■ **Problem statement**: Please print the listing that follows word for word, but skip any pictures it holds.

■ **Material supplied**:
################

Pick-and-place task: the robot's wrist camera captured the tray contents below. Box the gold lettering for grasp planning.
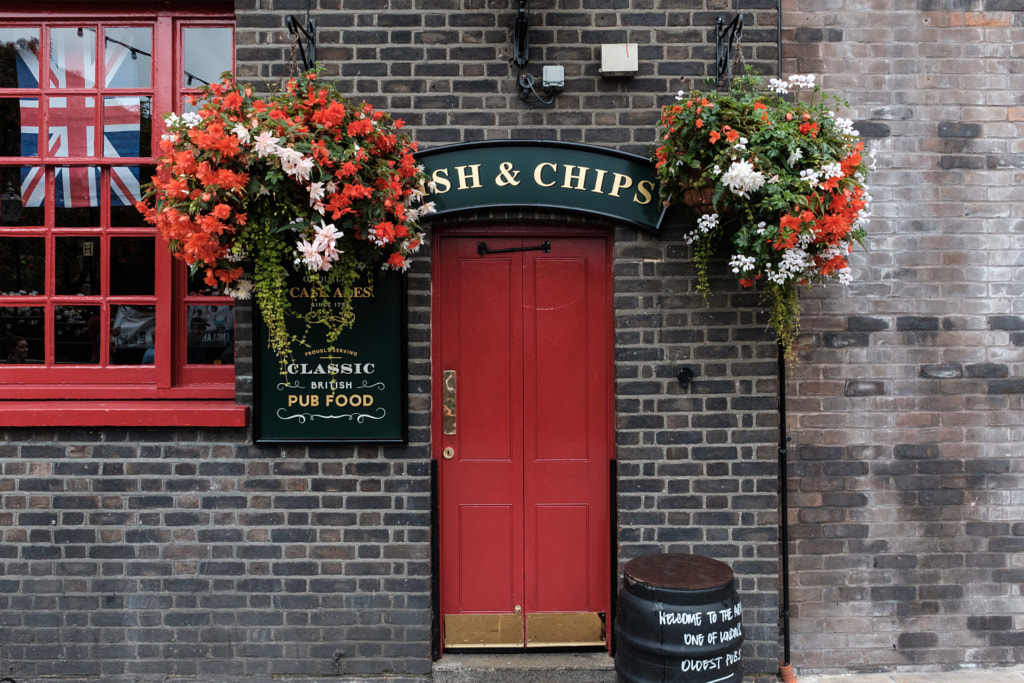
[455,164,483,190]
[431,168,451,194]
[591,168,608,194]
[633,179,654,205]
[609,172,633,198]
[495,161,521,187]
[562,165,589,191]
[534,162,557,187]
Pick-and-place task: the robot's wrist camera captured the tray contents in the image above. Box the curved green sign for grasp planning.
[416,141,665,232]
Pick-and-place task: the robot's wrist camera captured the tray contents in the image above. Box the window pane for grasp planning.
[0,96,38,157]
[55,235,101,295]
[1,305,43,363]
[111,165,154,226]
[50,27,96,89]
[0,236,45,295]
[0,168,43,226]
[104,95,150,158]
[104,27,152,88]
[110,236,154,295]
[183,28,231,88]
[48,95,97,158]
[54,167,102,225]
[9,166,44,222]
[187,304,234,365]
[111,304,155,364]
[55,304,99,364]
[0,28,40,89]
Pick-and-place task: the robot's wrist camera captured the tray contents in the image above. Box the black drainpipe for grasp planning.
[775,7,798,681]
[777,344,795,681]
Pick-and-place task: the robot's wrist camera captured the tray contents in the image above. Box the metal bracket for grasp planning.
[716,14,743,86]
[286,11,317,72]
[477,241,551,256]
[512,0,530,68]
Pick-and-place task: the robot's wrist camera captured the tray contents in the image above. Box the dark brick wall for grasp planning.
[0,0,785,680]
[782,3,1024,675]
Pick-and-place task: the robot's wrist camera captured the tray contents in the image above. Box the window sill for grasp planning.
[0,400,249,428]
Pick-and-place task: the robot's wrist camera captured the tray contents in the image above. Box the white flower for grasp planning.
[180,111,202,128]
[276,146,303,170]
[834,117,858,137]
[232,123,250,144]
[697,213,718,234]
[225,279,253,300]
[292,156,315,183]
[729,254,757,274]
[821,162,843,181]
[312,221,341,253]
[721,159,766,198]
[253,131,279,157]
[799,168,821,186]
[788,74,815,89]
[308,182,325,206]
[768,78,789,95]
[677,89,686,100]
[295,239,324,271]
[788,148,804,166]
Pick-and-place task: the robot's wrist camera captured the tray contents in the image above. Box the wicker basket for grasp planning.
[681,184,716,216]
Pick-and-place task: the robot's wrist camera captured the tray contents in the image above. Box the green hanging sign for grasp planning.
[254,270,408,444]
[416,141,665,232]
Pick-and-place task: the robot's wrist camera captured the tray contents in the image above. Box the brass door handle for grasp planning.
[442,370,456,435]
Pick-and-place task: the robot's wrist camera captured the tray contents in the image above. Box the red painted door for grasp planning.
[435,233,611,649]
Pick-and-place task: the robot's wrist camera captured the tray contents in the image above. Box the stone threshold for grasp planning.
[432,652,616,683]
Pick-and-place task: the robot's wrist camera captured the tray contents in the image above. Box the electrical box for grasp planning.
[600,43,639,77]
[542,65,565,89]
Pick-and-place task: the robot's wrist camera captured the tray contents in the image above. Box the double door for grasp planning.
[434,233,612,649]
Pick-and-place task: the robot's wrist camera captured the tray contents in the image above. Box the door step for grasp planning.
[432,652,616,683]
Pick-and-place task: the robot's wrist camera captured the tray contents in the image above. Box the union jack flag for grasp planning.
[17,29,142,208]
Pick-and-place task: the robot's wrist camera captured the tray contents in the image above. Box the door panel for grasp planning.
[437,233,610,650]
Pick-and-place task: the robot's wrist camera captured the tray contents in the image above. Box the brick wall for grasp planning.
[782,1,1024,674]
[0,0,786,680]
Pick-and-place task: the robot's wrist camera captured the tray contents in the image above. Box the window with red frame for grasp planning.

################

■ **Your response**:
Pick-and-place task: the robot's wrist camera captured the tray contents below. Box the gold lettering for grasp planning.
[455,164,483,190]
[431,168,451,194]
[591,168,608,194]
[633,179,654,205]
[609,172,633,198]
[495,161,521,187]
[562,165,589,191]
[534,162,557,187]
Pick-and-place task: the robot's wrist camera captured the tray contents in the image above. Box the curved green sign for grasp planning.
[416,141,665,232]
Pick-and-place task: the robot's wrist camera captured the tray contents in the image above. Box the window pane for grasp planning.
[0,96,38,157]
[55,235,101,295]
[1,305,43,363]
[111,165,154,226]
[50,27,96,89]
[0,236,45,295]
[0,168,43,226]
[104,95,150,158]
[104,27,152,88]
[110,236,154,295]
[183,28,231,88]
[48,95,97,158]
[54,167,102,225]
[9,166,44,222]
[187,304,234,365]
[111,304,155,364]
[55,304,99,364]
[0,28,40,89]
Pick-and-place task: the robot's wrist camera captured the tray contents in the image above. Box the black drainpipe for grasp planning.
[775,7,798,681]
[777,344,795,681]
Pick-and-place task: the robot's wrist camera captured the tray contents in the image above. Box the metal bracket for grasp planning.
[716,14,743,86]
[286,11,317,72]
[477,241,551,256]
[512,0,530,68]
Pick-and-place task: the robot's wrist camera captured the tray contents in the image above. Box the dark brick wall for grasp planning.
[0,0,785,680]
[782,3,1024,675]
Pick-and-place task: the robot's wrist camera captured the tray contents in the image above. Box the window sill for grasp planning.
[0,400,249,428]
Pick-and-place task: the robot's wrist camera captured the tray contents in the image above. Box the white flower for grasp planning.
[180,111,202,128]
[276,146,303,170]
[834,117,858,137]
[232,123,250,144]
[697,213,718,234]
[225,279,253,300]
[292,156,315,183]
[729,254,757,274]
[821,162,843,181]
[312,221,341,253]
[721,159,766,198]
[253,131,279,157]
[799,168,821,186]
[788,74,815,89]
[308,182,325,206]
[768,78,789,95]
[677,89,686,100]
[295,239,324,271]
[788,148,804,166]
Pick-and-place task: the robot's wrist camera captured the tray contents in the image above. Box the wicker basket for grasp planning.
[681,184,716,216]
Pick-and-place task: the robot's wrist camera captured the tray contents in the image above. Box the green hanging sign for grasp planning.
[254,270,408,444]
[416,141,665,232]
Pick-and-place task: the robot's wrist camera captured the tray contents in the image above. Box the brass door handle for grasp planning.
[442,370,456,435]
Pick-and-place task: the robot's wrist camera captured the tray contents in the image above. Box the red painted door for grasp planning.
[435,233,611,649]
Pick-and-place task: the robot's wrist camera captured the tray contents in the image above. Box the stone threshold for grasp planning.
[432,652,616,683]
Pick-and-place task: the robot's wrist camera captured the tray contents in the image above. Box the electrical box for grasp planning.
[600,43,639,77]
[542,65,565,89]
Pick-and-place task: the robot's wrist camera captured the tray contents in the image above. Box the double door for grasp planning.
[434,233,612,649]
Pick-and-place task: the robot's wrist camera captured the tray contents in the image above. Box the door step for grasp planning.
[432,652,616,683]
Pick-and-place task: the robot's wrist camera captured the tray contents in the image above. Box the union jack flag for grasp planning.
[17,29,142,208]
Pick-and-place task: the robot's wrist camera captured the tray contents in the image above. Box the door panel for grasp planning.
[437,233,610,650]
Pick-and-place task: the robot's wrist camera captured the tray contents in the image above. Box the brick wall for grasp planning.
[782,1,1024,674]
[0,0,786,680]
Pick-and-place task: the robot's wrist camera captured the tray contents in the image above. Box the window with red frame for grasp planning.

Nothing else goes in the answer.